Il fatalismo indù non può permettere una sensibilità tecnica. L’uomo non può nulla e non gli è permesso di modificare la propria vita. Se pretendesse farlo, sarebbe solo una ribellione all’infallibile legge del karman, che “legittimamente” avrebbe il diritto di decretare la condizione da patire per ogni uomo.
La tecnica nella cultura islamica
Facendo tesoro dell’esperienza della scienza del mondo classico e anche del patrimonio scientifico di contesti non ellenici (Persia, India e Cina), la scienza islamica riuscì ad apportare progressi significativi nel campo della matematica, dell’astronomia, della medicina. Fondò l’algebra, la trigonometria e pose le premesse dell’ottica. Diede un contributo significativo alla chimica. Ciò malgrado, in questa cultura non si sviluppò una vera e propria sensibilità scientifica. Vediamo perché.

▶ **DATI**:
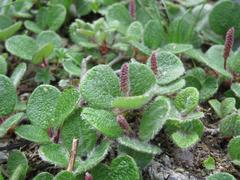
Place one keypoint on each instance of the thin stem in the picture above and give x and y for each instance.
(73, 155)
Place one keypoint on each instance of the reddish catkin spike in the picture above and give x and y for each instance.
(229, 40)
(124, 78)
(88, 176)
(123, 122)
(154, 64)
(132, 9)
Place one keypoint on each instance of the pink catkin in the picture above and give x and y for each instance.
(88, 176)
(124, 78)
(229, 40)
(123, 122)
(132, 9)
(154, 64)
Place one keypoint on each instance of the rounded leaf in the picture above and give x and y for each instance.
(118, 12)
(230, 126)
(9, 123)
(154, 34)
(54, 154)
(139, 73)
(94, 157)
(170, 67)
(103, 121)
(100, 86)
(42, 104)
(187, 100)
(22, 46)
(153, 118)
(39, 136)
(8, 96)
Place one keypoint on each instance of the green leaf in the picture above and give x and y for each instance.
(142, 159)
(122, 168)
(119, 12)
(216, 105)
(42, 53)
(46, 37)
(42, 104)
(71, 68)
(100, 86)
(235, 87)
(209, 163)
(32, 26)
(170, 67)
(230, 126)
(75, 127)
(227, 106)
(139, 73)
(184, 133)
(139, 145)
(18, 73)
(154, 35)
(22, 46)
(54, 154)
(206, 85)
(9, 123)
(225, 15)
(39, 136)
(103, 121)
(171, 88)
(233, 150)
(15, 159)
(48, 18)
(221, 176)
(176, 48)
(66, 103)
(94, 157)
(43, 176)
(135, 31)
(8, 96)
(153, 118)
(9, 31)
(213, 58)
(3, 65)
(64, 175)
(141, 47)
(187, 100)
(131, 102)
(188, 134)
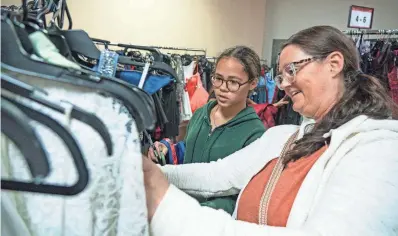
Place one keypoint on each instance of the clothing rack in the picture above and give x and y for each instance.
(108, 43)
(181, 49)
(372, 32)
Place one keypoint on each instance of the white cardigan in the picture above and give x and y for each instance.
(352, 189)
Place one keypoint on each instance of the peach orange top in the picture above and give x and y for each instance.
(284, 193)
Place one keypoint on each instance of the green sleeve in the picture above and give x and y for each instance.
(225, 203)
(256, 134)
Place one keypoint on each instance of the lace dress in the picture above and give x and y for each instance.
(113, 203)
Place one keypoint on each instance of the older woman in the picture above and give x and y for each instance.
(334, 175)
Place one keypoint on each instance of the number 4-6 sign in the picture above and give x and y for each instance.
(360, 17)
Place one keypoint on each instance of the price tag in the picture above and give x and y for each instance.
(360, 17)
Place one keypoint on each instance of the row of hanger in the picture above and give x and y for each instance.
(18, 56)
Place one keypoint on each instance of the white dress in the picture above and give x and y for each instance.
(113, 203)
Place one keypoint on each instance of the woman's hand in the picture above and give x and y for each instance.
(160, 147)
(156, 185)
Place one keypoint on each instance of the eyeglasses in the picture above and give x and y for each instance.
(232, 85)
(290, 71)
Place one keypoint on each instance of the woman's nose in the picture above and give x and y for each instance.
(285, 83)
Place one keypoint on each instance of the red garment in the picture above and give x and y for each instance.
(198, 95)
(393, 80)
(267, 113)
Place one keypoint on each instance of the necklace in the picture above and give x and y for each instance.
(213, 119)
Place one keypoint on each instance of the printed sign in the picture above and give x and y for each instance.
(360, 17)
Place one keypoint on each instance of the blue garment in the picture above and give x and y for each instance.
(270, 83)
(261, 94)
(153, 83)
(107, 63)
(180, 151)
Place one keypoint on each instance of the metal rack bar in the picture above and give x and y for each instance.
(181, 49)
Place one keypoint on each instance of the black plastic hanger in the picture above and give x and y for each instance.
(15, 125)
(77, 113)
(81, 43)
(74, 149)
(14, 56)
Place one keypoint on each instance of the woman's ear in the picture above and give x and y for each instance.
(336, 63)
(253, 84)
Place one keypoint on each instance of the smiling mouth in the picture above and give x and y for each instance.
(295, 93)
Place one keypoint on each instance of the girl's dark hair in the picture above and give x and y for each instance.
(363, 94)
(247, 57)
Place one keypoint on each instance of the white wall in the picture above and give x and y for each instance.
(286, 17)
(211, 24)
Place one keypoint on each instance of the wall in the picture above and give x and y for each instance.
(211, 24)
(286, 17)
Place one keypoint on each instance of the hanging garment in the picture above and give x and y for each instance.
(198, 95)
(152, 84)
(113, 203)
(393, 78)
(48, 52)
(170, 105)
(107, 63)
(182, 96)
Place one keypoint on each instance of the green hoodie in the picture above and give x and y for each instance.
(203, 145)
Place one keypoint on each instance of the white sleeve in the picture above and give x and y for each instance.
(360, 198)
(227, 176)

▶ **ELENCO ATTIVITÀ**:
1. Quali sono i campi in cui, secondo il brano sulla tecnica, la scienza islamica fece progressi significativi? Elencali tutti.
2. Prosegui il brano sulla tecnica nella cultura islamica partendo subito dopo l'ultima frase riportata.

▶ **SOLUZIONI**:
1. matematica, astronomia, medicina

2.
Per i musulmani il Corano va inteso diversamente da come i cristiani intendono la Bibbia. Il Corano non è un libro ispirato, ma una vera e propria manifestazione di Dio. Conterrebbe tutto ciò che è necessario sapere per la vita dell’uomo. Tutto, proprio tutto... e non solo le verità riguardanti la fede e la morale. Ciò che non è nel Corano è superfluo. Ciò che non è nel Corano, per il fatto stesso di essere al di fuori del libro sacro, èé da ritenersi perfino pericoloso. Questa convinzione, vincolante per tutti i musulmani, causa inevitabilmente la negazione di ogni progresso, la rinuncia ad ogni autentica ricerca scientifica.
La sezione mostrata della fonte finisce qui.